▶ **What to produce**
Show every line of the items below that contains the string "jersey", copying each such line in full.

++++ Information shown

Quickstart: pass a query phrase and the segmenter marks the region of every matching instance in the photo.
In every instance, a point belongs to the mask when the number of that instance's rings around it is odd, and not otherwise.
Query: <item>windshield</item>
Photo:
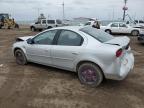
[[[84,28],[80,29],[80,31],[82,31],[88,35],[91,35],[92,37],[94,37],[95,39],[97,39],[98,41],[100,41],[102,43],[107,42],[114,38],[112,35],[104,32],[102,30],[93,28],[93,27],[84,27]]]

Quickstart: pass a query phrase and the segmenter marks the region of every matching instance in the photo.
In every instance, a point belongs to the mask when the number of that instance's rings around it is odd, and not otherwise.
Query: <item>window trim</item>
[[[54,35],[54,38],[53,38],[53,40],[52,40],[52,44],[50,44],[50,45],[54,45],[55,37],[56,37],[57,34],[58,34],[58,30],[57,30],[57,29],[55,29],[55,30],[49,30],[49,31],[45,31],[45,32],[39,33],[39,34],[37,34],[34,38],[32,38],[32,40],[34,41],[35,38],[39,37],[40,35],[42,35],[42,34],[44,34],[44,33],[46,33],[46,32],[50,32],[50,31],[56,31],[56,34]],[[37,44],[37,43],[35,43],[35,42],[34,42],[34,44],[35,44],[35,45],[48,45],[48,44]]]
[[[72,31],[72,30],[67,30],[67,29],[60,29],[60,30],[59,30],[59,32],[58,32],[58,34],[57,34],[57,36],[56,36],[56,38],[55,38],[54,45],[57,45],[57,46],[58,46],[58,39],[59,39],[62,31],[70,31],[70,32],[73,32],[73,33],[77,34],[78,36],[81,37],[81,42],[80,42],[80,45],[78,45],[78,46],[82,46],[82,45],[83,45],[84,38],[83,38],[79,33],[75,32],[75,31]],[[59,46],[70,46],[70,45],[59,45]]]
[[[118,23],[112,23],[112,24],[110,25],[110,27],[112,27],[113,24],[117,24],[117,28],[119,27],[119,24],[118,24]]]

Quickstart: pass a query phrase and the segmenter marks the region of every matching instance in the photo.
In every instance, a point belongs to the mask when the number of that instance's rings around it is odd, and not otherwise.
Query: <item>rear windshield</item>
[[[47,20],[48,24],[55,24],[55,20]]]
[[[111,39],[113,39],[114,37],[102,30],[93,28],[93,27],[84,27],[82,29],[80,29],[80,31],[94,37],[95,39],[97,39],[98,41],[104,43],[107,42]]]

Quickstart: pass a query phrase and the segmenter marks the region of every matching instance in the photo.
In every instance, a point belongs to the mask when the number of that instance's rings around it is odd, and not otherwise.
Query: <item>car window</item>
[[[55,24],[55,20],[47,20],[48,24]]]
[[[42,24],[46,24],[46,20],[42,20]]]
[[[112,23],[111,27],[118,27],[118,23]]]
[[[42,34],[39,34],[37,37],[34,38],[34,43],[42,44],[42,45],[51,45],[56,33],[57,33],[57,30],[51,30],[51,31],[47,31]]]
[[[91,25],[91,22],[87,22],[87,23],[85,23],[85,25]]]
[[[123,23],[120,23],[120,24],[119,24],[119,27],[127,27],[127,25],[126,25],[126,24],[123,24]]]
[[[140,20],[139,23],[144,23],[144,21]]]
[[[63,30],[59,36],[57,45],[80,46],[83,38],[75,32]]]
[[[62,24],[61,20],[56,20],[57,24]]]
[[[102,43],[107,42],[114,38],[112,35],[104,32],[103,30],[95,29],[93,27],[84,27],[84,28],[80,29],[80,31],[94,37],[96,40],[98,40]]]
[[[135,20],[135,23],[138,23],[138,20]]]

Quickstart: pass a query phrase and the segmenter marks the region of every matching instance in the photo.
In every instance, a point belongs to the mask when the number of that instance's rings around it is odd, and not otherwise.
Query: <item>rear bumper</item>
[[[116,65],[115,65],[116,66]],[[133,54],[128,54],[124,60],[121,61],[121,65],[117,65],[118,68],[113,69],[111,73],[105,74],[107,79],[113,80],[123,80],[126,76],[133,71],[134,68],[134,56]]]
[[[138,36],[138,41],[144,42],[144,34],[141,34],[140,36]]]

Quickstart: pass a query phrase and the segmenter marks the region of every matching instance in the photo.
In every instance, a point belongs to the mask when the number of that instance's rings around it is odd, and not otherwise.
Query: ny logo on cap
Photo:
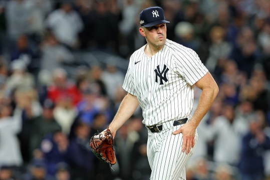
[[[153,10],[152,14],[153,14],[153,18],[154,18],[154,15],[156,15],[156,18],[157,18],[158,16],[159,17],[159,15],[158,15],[158,11],[157,11],[156,10],[155,12]]]

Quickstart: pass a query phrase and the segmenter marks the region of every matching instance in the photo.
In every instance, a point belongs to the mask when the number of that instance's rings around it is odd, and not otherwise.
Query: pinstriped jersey
[[[146,45],[130,57],[123,85],[137,96],[146,126],[190,115],[193,85],[208,70],[192,50],[167,39],[163,48],[151,57]]]

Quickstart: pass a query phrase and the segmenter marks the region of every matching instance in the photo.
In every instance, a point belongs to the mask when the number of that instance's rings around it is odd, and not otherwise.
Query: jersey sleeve
[[[134,83],[134,78],[133,73],[133,63],[131,56],[129,60],[129,64],[128,65],[128,68],[124,80],[124,83],[123,84],[123,88],[127,92],[132,94],[134,96],[137,96],[137,93],[135,89],[135,86]]]
[[[208,72],[197,53],[190,49],[176,50],[174,59],[176,71],[191,86]]]

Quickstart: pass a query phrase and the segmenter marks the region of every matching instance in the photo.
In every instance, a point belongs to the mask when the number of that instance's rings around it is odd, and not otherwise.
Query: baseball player
[[[164,12],[158,7],[140,14],[147,44],[131,56],[123,88],[128,93],[109,126],[116,131],[139,104],[148,128],[150,179],[185,179],[185,165],[194,151],[196,128],[218,88],[197,54],[166,39]],[[193,116],[194,86],[202,90]]]

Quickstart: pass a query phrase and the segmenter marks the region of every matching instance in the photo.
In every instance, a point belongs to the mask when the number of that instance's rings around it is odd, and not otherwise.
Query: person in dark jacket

++++++++

▶ **Completed exercise**
Query: pinstriped jersey
Query: jersey sleeve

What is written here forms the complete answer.